▶ **Problems to work on**:
a) Check each statement below against the blog post about Remarkably Bright Creatures, answering yes or no and quoting the exact words that decide it: (i) The writer rates the book above the Netflix film. (ii) The meeting pack runs to ten pages. (iii) The post's affiliate links point to Waterstones and Amazon.
b) Give a continuation of the blog post about Remarkably Bright Creatures, picking up right after its final sentence.

START Text block

Categories: Blogging | Monthly Picks

You may have noticed that this has just come out as a film on Netflix – I have to say I have just watched the film, and although it is nice, it leaves so much out that is in the book, I have to say the book is 100 times better! So read the book!


A grieving widow cleaning tanks at a small-town aquarium. A giant Pacific octopus with an extraordinary mind and opinions on almost everything. A young man adrift, searching for the father he never knew. Remarkably Bright Creatures is one of those rare novels that sneaks up on you — warm and funny on the surface, quietly devastating underneath — and leaves you thinking about connection, loss, and what it means to truly know someone.

Disclosure: This post contains affiliate links to Waterstones and Amazon. If you buy through them, I may earn a small commission at no extra cost to you.

What’s inside the meeting pack (7 pages): cover sheet, welcome + content note, quick guide/characters/themes, meeting plan, spoiler-free questions, spoiler zone, mini activity (“The Observation Log”), ratings + next-month vote.



Quick character cheat sheet

  • Tova Sullivan — methodical, self-contained, and quietly heartbroken; she’s been holding herself together for decades and we slowly understand why.

END Text block
START Source material

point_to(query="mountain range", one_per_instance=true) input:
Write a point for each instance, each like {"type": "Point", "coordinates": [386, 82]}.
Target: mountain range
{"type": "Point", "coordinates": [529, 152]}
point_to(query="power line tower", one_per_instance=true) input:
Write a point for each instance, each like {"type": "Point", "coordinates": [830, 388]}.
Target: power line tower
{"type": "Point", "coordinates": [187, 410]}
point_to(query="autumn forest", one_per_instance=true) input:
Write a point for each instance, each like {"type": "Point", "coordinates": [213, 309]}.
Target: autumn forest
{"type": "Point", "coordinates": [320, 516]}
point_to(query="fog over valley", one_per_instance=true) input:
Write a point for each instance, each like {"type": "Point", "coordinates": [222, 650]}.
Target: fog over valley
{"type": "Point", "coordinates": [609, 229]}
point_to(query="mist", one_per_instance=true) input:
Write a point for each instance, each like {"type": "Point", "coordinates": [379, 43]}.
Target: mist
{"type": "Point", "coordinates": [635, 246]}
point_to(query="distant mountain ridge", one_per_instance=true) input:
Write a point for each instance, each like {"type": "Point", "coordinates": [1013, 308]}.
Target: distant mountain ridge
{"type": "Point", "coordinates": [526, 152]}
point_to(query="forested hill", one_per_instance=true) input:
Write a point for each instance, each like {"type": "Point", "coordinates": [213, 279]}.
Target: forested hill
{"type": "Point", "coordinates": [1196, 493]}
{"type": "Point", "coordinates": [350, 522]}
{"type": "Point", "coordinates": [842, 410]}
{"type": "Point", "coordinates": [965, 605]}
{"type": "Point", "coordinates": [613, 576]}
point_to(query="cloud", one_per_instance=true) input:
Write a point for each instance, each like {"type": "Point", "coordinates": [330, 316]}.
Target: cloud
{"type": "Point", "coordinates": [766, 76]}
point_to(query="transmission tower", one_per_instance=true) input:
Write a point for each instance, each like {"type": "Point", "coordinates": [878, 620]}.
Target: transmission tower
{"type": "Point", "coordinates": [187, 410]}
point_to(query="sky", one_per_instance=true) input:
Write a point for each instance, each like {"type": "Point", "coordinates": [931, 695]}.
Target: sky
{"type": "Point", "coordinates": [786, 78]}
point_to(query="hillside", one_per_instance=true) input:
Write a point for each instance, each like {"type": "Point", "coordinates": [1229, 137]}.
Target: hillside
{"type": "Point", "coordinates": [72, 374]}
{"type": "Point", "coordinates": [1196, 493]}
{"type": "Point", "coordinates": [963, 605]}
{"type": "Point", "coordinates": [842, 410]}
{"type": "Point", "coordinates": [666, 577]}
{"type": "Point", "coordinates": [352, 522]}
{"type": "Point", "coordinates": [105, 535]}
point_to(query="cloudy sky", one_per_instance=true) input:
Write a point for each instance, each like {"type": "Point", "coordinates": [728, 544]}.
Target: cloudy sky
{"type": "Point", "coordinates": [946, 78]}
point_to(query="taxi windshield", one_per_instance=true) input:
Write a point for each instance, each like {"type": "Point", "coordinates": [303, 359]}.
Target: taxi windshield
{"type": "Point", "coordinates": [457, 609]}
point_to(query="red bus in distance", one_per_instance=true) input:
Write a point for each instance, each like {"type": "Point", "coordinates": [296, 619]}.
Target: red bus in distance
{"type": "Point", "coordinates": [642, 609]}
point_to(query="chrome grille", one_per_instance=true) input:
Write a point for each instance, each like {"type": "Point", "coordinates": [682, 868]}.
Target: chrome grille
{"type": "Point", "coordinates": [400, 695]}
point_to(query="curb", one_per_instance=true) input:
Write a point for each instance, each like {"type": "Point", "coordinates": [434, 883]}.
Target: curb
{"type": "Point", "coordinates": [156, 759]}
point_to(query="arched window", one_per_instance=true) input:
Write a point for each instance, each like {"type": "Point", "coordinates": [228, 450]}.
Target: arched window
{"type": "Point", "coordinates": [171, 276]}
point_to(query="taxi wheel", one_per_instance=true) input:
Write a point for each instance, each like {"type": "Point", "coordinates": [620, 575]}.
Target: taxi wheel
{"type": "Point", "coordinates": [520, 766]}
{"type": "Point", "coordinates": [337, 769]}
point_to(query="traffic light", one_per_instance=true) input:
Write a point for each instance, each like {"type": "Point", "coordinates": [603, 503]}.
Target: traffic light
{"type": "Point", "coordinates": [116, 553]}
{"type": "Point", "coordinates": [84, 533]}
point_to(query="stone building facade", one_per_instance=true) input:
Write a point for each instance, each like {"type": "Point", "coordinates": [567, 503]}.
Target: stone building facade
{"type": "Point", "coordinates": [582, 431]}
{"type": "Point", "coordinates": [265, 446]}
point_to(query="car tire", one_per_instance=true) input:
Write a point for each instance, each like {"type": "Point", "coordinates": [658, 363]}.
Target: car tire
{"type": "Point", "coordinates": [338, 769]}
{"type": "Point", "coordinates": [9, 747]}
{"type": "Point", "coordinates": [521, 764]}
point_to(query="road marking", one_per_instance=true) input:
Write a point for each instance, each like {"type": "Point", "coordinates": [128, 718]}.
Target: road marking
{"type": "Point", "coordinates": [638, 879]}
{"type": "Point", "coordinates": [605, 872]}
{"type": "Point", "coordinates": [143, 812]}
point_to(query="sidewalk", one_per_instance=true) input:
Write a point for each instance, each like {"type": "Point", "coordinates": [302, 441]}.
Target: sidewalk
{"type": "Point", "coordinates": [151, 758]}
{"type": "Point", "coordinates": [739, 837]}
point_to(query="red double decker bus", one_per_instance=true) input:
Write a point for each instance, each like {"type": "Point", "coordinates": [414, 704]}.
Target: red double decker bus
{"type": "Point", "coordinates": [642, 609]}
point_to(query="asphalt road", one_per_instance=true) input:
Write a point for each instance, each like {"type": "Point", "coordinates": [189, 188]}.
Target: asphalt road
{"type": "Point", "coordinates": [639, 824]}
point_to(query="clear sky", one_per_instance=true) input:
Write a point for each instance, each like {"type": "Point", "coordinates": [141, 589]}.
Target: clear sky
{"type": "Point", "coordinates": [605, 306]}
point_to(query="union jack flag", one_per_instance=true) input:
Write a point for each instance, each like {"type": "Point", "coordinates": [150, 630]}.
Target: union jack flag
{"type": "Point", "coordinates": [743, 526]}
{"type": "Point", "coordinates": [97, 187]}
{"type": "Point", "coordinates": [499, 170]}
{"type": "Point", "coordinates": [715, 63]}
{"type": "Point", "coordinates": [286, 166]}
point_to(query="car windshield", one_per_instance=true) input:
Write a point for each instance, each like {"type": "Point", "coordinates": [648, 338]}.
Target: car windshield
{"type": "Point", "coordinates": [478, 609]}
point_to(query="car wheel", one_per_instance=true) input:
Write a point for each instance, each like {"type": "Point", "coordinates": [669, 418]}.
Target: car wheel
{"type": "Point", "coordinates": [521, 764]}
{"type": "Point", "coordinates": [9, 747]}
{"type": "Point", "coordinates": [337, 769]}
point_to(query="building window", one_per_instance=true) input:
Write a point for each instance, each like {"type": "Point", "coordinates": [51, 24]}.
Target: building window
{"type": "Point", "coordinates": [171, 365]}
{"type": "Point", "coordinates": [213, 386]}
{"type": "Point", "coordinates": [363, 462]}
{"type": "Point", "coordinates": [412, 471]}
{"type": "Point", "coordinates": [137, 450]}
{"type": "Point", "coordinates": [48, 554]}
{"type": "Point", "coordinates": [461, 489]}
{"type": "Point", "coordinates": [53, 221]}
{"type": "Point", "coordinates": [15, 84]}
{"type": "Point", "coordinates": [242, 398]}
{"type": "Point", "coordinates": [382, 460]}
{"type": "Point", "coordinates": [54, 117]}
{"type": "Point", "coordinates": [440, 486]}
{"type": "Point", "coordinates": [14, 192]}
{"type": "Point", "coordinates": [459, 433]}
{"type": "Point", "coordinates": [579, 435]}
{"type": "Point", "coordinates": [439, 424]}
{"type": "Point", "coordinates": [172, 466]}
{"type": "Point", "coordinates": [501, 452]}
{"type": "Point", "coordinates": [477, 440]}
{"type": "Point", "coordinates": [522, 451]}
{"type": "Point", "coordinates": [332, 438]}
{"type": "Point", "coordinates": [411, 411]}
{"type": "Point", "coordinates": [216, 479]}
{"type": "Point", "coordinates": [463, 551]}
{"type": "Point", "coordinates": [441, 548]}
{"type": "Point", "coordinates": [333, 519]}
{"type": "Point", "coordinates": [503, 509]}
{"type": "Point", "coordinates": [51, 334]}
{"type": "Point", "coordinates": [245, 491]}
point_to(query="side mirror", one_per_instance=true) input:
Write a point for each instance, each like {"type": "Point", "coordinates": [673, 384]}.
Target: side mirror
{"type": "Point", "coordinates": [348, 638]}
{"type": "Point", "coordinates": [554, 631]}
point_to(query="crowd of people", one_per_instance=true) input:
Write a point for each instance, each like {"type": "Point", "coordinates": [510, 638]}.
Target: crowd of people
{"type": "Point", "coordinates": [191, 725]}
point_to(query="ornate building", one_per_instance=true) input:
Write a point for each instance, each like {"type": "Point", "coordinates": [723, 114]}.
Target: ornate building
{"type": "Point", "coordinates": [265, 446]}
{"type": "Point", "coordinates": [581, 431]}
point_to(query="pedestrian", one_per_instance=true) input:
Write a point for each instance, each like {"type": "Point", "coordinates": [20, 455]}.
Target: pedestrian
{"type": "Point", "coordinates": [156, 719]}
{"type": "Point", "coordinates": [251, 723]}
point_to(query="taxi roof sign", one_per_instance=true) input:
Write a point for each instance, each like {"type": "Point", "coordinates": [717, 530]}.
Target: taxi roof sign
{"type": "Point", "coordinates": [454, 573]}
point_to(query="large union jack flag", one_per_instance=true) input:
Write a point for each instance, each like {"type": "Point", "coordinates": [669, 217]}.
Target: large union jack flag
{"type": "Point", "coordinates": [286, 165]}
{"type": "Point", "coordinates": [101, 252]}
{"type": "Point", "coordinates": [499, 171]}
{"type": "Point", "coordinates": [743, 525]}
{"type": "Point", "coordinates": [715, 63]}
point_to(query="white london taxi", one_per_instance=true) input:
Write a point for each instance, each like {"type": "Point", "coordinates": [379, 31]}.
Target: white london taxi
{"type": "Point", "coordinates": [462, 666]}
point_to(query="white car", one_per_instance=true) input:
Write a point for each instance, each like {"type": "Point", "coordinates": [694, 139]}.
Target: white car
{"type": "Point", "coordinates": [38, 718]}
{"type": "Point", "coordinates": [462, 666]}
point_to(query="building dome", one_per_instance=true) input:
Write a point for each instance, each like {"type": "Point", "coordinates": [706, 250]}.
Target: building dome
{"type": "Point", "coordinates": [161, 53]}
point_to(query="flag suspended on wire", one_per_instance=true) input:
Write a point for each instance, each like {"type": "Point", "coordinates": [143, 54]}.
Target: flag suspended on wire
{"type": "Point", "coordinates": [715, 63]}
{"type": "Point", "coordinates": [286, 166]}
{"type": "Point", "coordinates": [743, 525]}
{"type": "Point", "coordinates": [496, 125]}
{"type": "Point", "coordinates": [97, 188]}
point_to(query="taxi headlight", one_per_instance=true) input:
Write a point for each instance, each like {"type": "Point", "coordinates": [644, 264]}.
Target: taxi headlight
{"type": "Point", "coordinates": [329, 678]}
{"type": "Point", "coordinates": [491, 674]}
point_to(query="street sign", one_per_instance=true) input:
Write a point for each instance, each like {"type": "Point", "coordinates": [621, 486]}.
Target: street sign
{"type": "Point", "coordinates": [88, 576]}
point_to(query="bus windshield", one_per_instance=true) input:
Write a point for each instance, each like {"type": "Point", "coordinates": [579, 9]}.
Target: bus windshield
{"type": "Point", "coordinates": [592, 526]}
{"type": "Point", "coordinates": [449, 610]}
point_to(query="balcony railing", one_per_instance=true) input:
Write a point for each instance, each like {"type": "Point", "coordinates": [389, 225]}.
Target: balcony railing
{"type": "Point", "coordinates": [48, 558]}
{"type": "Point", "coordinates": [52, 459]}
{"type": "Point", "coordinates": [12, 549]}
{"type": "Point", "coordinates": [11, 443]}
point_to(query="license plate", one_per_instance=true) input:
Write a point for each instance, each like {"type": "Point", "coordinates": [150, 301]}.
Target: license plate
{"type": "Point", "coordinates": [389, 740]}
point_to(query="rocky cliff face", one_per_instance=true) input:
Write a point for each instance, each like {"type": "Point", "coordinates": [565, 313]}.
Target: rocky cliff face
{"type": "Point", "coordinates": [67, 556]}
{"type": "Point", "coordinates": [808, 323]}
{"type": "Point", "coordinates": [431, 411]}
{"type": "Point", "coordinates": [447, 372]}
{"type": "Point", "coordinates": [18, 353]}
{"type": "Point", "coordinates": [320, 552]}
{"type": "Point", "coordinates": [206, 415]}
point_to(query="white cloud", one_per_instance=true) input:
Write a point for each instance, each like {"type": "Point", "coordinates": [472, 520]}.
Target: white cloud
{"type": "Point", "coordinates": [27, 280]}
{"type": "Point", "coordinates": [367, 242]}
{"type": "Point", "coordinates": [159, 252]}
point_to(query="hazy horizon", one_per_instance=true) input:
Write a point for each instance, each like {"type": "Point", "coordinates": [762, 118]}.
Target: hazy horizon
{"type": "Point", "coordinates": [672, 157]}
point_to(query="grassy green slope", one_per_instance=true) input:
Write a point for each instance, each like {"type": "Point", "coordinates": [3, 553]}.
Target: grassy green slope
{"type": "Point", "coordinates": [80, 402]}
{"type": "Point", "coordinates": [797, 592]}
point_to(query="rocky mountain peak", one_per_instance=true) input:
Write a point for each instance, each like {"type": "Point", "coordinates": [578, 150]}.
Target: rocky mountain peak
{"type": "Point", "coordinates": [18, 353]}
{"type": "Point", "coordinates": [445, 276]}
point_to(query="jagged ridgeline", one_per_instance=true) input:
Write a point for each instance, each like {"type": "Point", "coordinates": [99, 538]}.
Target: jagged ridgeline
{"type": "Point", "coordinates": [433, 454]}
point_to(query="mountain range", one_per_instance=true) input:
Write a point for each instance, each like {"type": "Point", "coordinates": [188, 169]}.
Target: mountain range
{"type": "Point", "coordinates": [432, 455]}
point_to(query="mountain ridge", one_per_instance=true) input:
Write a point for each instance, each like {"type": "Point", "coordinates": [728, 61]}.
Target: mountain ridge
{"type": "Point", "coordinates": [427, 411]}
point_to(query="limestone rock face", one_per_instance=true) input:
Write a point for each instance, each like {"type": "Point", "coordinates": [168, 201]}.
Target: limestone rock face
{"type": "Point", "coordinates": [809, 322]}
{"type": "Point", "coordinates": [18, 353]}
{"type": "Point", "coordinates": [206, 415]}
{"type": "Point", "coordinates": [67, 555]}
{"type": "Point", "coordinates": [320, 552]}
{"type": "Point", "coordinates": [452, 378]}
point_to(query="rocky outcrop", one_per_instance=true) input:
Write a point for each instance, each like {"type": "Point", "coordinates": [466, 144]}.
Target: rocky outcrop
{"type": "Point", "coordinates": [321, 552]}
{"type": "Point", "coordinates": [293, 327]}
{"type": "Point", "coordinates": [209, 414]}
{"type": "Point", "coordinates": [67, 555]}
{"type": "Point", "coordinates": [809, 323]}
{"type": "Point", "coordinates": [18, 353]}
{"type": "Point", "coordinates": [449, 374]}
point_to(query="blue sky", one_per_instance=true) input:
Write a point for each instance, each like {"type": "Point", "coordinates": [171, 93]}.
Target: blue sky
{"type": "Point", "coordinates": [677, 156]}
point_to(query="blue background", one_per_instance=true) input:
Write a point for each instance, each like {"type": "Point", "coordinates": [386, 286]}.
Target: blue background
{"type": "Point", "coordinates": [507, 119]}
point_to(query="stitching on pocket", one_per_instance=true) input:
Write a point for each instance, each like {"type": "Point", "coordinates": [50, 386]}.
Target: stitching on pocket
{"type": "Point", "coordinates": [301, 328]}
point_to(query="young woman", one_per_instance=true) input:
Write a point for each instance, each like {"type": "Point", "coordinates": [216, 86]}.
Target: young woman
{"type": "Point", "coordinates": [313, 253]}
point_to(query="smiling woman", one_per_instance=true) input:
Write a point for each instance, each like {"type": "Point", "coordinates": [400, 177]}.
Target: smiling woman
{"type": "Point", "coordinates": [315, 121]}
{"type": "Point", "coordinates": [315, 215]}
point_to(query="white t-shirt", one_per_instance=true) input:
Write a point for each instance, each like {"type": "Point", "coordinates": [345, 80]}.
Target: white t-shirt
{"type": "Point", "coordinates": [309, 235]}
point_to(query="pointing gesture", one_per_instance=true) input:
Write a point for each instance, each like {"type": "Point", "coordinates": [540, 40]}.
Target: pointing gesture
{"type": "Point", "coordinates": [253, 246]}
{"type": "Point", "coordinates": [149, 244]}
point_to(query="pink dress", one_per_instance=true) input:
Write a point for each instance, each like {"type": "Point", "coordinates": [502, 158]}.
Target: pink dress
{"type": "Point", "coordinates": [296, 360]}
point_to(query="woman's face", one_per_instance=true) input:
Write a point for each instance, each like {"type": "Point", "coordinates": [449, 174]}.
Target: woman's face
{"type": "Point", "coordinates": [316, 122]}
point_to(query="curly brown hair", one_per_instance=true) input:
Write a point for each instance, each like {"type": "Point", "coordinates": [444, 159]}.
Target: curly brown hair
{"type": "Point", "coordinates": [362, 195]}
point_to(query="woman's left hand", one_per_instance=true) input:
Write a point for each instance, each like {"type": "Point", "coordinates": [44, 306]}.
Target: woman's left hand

END Source material

▶ **Written answers**:
a)
(i) Yes: "the book is 100 times better!"
(ii) No: "What’s inside the meeting pack (7 pages)"
(iii) Yes: "This post contains affiliate links to Waterstones and Amazon."

b)
  • Marcellus — the giant Pacific octopus; eight arms, 2,500 suckers, and a perspective on humans that is equal parts baffling and illuminating. One of the most memorable narrators in recent fiction.
  • Cameron Ito — late twenties, directionless, and carrying more than he realises; searching for his missing father and slowly learning to stay in one place.
  • Erik Sullivan — Tova’s son, missing since 1989; his absence shapes every page.
  • Ethan Sullivan — Tova’s late husband; felt strongly even in his absence.
  • Terry — Cameron’s aunt; warm, no-nonsense, and a much-needed anchor.
  • Jessica Snell — a woman from Tova’s past whose role slowly becomes clear.

Themes to watch

Grief and the long shadow of loss · found family and unlikely connection · the intelligence of non-human creatures · small-town community and belonging · secrets held across decades · what it means to truly pay attention

This book includes themes some readers may find difficult, including the loss of a child, grief, and parental absence. Please take care, and skip any questions your group doesn’t want to cover.


Discussion questions

Spoiler-free

  1. How would you describe the book’s tone — cosy, melancholy, hopeful, funny? Did it shift as the story moved forward?
  2. Marcellus narrates several chapters from the octopus’s perspective. How did you respond to that choice? Did it work for you — and did your feelings change as the book went on?
  3. The novel suggests that paying close attention is a form of love. Where did you see that playing out — and who in the story does it best?
  4. Tova is described as someone who keeps herself useful so she doesn’t have to stop and feel things. Do you recognise that impulse? How does the novel treat it?
  5. The aquarium is a quietly important setting — a place where people and creatures are observed, contained, and sometimes released. What do you think it represents?
  6. Cameron is frustrating at times. Were you patient with him, or did you find him difficult to root for? How did your feelings about him shift?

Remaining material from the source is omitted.